Copy out the lines of the material verbatim, starting at the line containing "example: [194, 381]" and ending at the line containing "Query: pendant light", both of them included.

== RECORD EXTRACTS

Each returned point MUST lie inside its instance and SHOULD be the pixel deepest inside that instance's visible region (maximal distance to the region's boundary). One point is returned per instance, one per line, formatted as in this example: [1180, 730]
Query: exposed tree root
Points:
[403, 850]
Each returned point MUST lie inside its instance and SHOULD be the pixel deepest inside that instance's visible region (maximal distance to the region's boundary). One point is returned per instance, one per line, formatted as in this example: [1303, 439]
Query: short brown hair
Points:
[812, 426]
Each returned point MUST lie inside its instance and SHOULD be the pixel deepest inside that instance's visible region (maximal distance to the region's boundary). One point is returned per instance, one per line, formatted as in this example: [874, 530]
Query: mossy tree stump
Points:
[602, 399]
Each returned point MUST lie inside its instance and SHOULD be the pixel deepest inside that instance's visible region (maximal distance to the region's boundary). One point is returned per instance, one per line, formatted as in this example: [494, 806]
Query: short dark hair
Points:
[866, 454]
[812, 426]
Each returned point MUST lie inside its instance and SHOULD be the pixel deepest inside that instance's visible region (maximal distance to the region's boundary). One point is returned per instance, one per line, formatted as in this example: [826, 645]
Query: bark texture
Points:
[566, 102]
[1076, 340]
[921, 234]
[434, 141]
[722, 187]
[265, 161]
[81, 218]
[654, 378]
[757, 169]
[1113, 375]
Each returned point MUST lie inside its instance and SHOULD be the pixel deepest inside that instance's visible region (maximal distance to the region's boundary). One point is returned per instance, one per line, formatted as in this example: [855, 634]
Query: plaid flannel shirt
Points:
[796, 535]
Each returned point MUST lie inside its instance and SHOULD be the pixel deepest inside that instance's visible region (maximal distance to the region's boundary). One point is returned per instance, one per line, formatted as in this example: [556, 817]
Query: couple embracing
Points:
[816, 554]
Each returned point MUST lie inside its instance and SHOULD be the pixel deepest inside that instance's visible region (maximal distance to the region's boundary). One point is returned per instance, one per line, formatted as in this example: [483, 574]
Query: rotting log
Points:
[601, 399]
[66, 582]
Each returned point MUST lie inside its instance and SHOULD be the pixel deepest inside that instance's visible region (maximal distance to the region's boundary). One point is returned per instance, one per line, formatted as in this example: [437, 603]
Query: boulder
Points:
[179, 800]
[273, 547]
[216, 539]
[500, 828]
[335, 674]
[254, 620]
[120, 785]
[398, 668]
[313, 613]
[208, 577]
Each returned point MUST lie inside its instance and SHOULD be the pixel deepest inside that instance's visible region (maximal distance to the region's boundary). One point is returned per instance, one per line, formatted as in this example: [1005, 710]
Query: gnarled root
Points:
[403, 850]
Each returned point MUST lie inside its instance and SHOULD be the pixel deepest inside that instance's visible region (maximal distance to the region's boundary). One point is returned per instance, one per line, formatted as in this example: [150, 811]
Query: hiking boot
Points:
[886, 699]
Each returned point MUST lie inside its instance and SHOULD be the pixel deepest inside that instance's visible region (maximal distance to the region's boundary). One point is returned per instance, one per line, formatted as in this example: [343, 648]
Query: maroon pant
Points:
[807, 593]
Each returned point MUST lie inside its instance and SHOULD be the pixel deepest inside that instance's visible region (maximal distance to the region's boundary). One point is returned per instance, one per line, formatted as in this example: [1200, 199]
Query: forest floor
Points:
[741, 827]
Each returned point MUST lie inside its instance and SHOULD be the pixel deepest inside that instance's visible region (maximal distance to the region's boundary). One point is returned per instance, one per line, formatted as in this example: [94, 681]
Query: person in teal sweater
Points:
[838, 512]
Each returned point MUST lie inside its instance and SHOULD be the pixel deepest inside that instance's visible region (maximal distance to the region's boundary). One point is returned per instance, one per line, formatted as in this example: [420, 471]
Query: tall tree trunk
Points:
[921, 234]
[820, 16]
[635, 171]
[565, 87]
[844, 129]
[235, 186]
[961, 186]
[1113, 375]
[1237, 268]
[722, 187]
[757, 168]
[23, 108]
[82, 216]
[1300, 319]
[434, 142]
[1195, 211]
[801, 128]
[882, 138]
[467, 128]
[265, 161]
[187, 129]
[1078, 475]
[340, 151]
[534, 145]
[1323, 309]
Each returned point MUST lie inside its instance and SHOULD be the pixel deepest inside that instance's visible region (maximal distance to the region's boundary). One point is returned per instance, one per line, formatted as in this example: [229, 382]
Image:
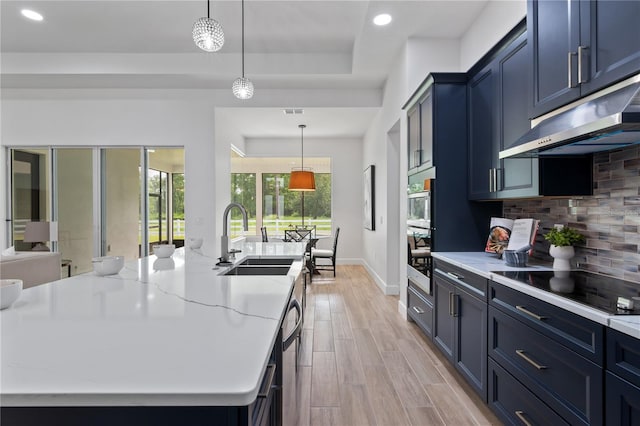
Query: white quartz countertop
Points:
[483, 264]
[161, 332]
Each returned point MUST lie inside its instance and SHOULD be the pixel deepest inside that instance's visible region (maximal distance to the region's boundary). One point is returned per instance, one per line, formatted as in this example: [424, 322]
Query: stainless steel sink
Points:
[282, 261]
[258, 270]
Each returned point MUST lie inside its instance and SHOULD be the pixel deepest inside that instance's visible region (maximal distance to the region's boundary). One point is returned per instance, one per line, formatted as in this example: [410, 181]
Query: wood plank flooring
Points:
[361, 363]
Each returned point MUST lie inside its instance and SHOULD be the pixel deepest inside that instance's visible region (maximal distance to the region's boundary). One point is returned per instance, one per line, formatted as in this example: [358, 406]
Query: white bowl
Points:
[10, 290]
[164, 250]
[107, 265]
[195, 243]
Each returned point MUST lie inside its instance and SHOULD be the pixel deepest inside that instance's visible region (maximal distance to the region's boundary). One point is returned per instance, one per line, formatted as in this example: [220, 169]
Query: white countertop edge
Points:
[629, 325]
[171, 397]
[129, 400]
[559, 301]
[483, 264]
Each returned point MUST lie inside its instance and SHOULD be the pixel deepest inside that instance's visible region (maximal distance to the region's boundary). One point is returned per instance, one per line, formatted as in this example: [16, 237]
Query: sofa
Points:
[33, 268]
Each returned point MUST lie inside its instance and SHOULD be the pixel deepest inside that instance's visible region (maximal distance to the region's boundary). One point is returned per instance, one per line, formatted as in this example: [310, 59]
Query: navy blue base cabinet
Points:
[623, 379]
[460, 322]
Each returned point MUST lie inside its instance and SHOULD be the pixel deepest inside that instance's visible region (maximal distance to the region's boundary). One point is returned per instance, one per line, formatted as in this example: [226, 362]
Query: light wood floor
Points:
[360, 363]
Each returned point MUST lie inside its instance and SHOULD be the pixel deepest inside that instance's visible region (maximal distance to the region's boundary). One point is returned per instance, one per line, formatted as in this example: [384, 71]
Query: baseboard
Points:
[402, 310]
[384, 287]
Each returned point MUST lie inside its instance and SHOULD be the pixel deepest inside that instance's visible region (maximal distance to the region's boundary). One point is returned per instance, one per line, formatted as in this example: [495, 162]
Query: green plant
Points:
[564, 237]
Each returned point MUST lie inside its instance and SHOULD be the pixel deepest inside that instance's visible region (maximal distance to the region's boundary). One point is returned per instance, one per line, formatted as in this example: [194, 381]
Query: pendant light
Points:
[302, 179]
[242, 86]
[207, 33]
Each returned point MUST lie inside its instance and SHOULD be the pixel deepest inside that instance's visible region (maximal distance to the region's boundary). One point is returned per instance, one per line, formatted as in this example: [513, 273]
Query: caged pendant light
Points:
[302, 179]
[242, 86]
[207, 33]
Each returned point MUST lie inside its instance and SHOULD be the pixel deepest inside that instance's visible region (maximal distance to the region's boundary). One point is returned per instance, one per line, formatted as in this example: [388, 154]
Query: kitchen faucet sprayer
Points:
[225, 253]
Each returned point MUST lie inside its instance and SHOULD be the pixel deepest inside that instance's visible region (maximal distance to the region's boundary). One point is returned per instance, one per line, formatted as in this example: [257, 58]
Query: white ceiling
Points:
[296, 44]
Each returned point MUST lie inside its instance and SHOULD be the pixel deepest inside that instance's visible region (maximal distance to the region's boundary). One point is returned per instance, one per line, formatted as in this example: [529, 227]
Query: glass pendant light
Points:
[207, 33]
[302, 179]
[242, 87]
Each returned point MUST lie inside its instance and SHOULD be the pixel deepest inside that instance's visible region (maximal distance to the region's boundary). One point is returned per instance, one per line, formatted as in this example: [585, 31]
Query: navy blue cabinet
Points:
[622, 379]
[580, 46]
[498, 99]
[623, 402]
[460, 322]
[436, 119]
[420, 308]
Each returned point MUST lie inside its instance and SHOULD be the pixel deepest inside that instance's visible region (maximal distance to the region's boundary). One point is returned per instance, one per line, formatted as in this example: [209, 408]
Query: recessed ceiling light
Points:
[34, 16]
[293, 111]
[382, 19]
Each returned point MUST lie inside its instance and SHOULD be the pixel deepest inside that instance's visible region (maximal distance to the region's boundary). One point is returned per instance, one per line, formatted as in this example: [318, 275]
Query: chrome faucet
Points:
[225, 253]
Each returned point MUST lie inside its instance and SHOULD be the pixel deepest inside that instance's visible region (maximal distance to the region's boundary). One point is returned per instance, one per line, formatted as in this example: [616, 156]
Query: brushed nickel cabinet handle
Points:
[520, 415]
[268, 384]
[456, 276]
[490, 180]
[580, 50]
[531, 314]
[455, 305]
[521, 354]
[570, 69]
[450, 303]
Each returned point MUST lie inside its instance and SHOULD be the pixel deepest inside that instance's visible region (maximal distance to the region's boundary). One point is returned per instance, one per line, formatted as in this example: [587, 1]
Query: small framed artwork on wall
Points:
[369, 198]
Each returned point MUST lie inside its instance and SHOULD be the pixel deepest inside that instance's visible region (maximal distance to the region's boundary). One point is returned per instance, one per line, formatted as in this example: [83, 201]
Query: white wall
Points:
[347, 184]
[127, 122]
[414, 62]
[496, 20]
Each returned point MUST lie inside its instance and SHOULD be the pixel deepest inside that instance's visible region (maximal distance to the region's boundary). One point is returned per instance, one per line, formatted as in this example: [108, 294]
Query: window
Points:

====

• [THE OUTPUT]:
Each returned point MUST lie inside its instance and SHOULD be the pixel deepest inside that instance's visible region (maximal distance to the region's boundary). One point is returned per instance, one per line, formatted as in this example: [194, 381]
Query: pendant light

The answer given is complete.